▶ **SOURCE MATERIAL**

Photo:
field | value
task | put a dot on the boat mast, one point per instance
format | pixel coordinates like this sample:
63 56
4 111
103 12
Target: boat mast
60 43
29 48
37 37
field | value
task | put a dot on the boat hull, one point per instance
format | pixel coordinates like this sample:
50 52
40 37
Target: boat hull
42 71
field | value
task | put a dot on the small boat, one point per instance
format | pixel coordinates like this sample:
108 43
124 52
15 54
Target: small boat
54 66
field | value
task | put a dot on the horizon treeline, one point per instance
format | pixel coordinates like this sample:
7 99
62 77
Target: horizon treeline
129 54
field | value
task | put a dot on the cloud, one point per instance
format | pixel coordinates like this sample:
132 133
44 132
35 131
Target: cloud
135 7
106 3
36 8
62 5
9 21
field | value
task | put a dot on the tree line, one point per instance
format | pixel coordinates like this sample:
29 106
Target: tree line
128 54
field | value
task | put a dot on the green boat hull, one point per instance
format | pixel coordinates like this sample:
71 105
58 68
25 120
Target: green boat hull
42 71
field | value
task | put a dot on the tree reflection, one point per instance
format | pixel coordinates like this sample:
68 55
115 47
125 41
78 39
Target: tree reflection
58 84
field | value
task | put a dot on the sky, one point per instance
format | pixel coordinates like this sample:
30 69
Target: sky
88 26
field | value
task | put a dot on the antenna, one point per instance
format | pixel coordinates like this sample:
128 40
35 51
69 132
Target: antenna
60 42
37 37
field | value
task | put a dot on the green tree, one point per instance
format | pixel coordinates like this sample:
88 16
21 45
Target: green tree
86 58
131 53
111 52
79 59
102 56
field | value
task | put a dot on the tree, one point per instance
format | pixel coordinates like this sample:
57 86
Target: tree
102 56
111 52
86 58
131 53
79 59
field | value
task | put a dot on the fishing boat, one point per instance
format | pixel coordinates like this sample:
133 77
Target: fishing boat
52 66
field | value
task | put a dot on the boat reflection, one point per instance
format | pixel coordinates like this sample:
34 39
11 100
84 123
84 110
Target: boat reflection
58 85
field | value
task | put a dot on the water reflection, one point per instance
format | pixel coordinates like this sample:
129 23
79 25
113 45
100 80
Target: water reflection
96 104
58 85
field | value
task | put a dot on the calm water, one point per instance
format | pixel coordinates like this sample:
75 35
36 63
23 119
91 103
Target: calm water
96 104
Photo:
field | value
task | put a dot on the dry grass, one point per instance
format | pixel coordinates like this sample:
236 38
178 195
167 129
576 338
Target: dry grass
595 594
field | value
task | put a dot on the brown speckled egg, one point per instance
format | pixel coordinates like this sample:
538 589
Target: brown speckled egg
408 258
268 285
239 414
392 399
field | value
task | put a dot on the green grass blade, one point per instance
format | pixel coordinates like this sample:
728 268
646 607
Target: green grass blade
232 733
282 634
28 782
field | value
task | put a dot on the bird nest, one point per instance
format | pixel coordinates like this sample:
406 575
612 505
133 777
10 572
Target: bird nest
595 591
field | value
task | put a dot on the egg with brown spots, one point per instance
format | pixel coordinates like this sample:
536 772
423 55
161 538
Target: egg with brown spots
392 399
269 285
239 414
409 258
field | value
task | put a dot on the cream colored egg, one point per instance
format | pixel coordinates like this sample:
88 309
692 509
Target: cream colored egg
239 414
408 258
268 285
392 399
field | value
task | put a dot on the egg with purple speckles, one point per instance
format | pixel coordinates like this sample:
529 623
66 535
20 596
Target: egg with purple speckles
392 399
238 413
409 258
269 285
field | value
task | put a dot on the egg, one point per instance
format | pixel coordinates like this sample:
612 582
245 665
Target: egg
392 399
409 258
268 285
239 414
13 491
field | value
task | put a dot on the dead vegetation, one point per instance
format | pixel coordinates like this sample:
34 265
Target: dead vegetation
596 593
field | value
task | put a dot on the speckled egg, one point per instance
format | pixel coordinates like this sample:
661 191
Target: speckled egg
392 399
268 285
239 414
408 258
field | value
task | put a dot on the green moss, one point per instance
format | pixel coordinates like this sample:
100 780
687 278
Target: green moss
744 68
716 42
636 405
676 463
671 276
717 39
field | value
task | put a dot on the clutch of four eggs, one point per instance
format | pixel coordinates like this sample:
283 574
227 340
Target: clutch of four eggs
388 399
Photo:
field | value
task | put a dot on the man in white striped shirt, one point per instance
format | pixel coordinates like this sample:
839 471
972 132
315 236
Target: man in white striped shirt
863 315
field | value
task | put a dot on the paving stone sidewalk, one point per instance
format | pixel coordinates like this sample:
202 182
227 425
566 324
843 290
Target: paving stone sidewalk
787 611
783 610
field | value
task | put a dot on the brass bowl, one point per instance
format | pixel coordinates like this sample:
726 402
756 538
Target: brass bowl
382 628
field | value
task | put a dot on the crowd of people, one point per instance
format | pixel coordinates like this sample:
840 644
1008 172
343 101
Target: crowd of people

▶ **PROBLEM DETAILS**
The expected answer is a copy of every line in the entries that holds the word "crowd".

▶ **EXERCISE RESPONSE**
task | put a dot on the crowd of people, one point per instance
Target: crowd of people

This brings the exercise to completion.